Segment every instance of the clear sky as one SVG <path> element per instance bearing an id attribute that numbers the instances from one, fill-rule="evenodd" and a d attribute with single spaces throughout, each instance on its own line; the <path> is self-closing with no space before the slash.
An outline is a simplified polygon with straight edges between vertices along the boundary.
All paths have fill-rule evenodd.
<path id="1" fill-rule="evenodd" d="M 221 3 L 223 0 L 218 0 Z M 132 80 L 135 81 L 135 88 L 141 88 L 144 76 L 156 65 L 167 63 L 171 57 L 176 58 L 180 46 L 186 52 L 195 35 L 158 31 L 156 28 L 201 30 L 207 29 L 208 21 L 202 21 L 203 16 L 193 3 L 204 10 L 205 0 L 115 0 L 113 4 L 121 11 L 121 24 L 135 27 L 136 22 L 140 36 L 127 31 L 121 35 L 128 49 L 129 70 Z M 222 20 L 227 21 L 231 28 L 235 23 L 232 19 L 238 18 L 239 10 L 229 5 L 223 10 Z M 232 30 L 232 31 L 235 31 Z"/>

● ● ● ● ● ● ●

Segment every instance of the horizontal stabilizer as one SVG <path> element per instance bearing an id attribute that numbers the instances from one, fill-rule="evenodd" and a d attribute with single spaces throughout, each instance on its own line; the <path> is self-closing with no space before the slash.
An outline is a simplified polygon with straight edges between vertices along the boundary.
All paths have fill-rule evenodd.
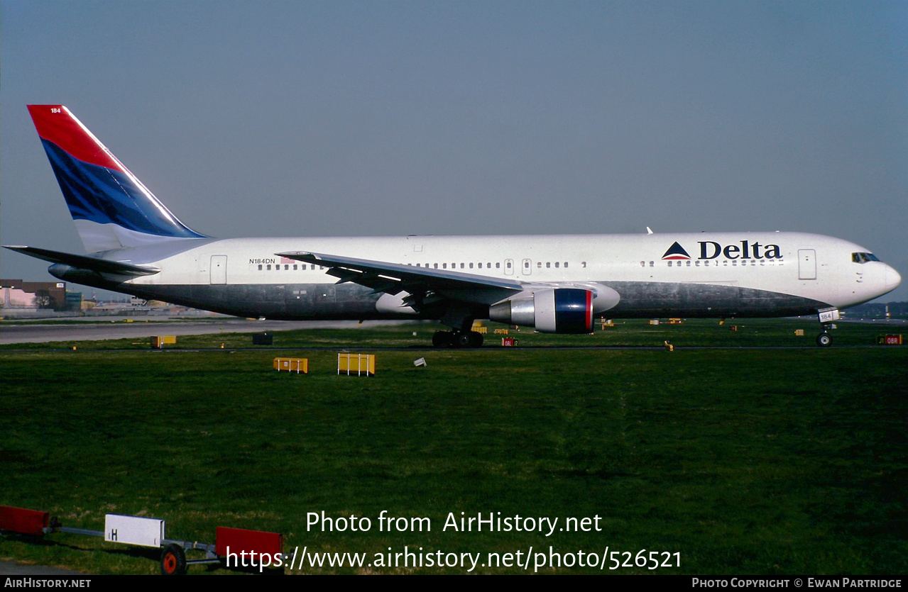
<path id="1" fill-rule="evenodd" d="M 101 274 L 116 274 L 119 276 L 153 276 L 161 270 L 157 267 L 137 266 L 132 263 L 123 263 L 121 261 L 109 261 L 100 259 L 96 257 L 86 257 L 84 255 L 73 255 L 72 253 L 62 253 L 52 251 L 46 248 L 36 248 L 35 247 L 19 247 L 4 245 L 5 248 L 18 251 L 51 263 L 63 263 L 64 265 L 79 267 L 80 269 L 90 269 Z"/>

● ● ● ● ● ● ●

Print the stretch of items from the line that contains "Segment every instance of the clear" through the line that contains "221 3 L 223", reproducing both end lines and every line between them exactly.

Segment every instance of the clear sky as one SVG <path> element per instance bearing an id attribute that numbers the instances from one, fill-rule="evenodd" and a d attribute with single spaces throughout, each instance on its own line; the <path> is self-closing with no space before the slash.
An outline is a simplified polygon with straight edges between vertices along the boundary.
All paths have fill-rule evenodd.
<path id="1" fill-rule="evenodd" d="M 221 3 L 223 0 L 218 0 Z M 132 80 L 135 81 L 135 88 L 141 88 L 144 76 L 156 65 L 167 63 L 171 57 L 176 58 L 180 46 L 186 52 L 195 35 L 158 31 L 156 28 L 201 30 L 207 29 L 208 21 L 202 21 L 203 16 L 193 3 L 204 10 L 205 0 L 115 0 L 113 4 L 121 11 L 121 24 L 135 27 L 136 22 L 140 36 L 127 31 L 121 35 L 128 49 L 129 70 Z M 222 20 L 227 21 L 231 28 L 235 23 L 232 19 L 238 18 L 239 10 L 229 5 L 223 10 Z M 232 30 L 232 31 L 235 31 Z"/>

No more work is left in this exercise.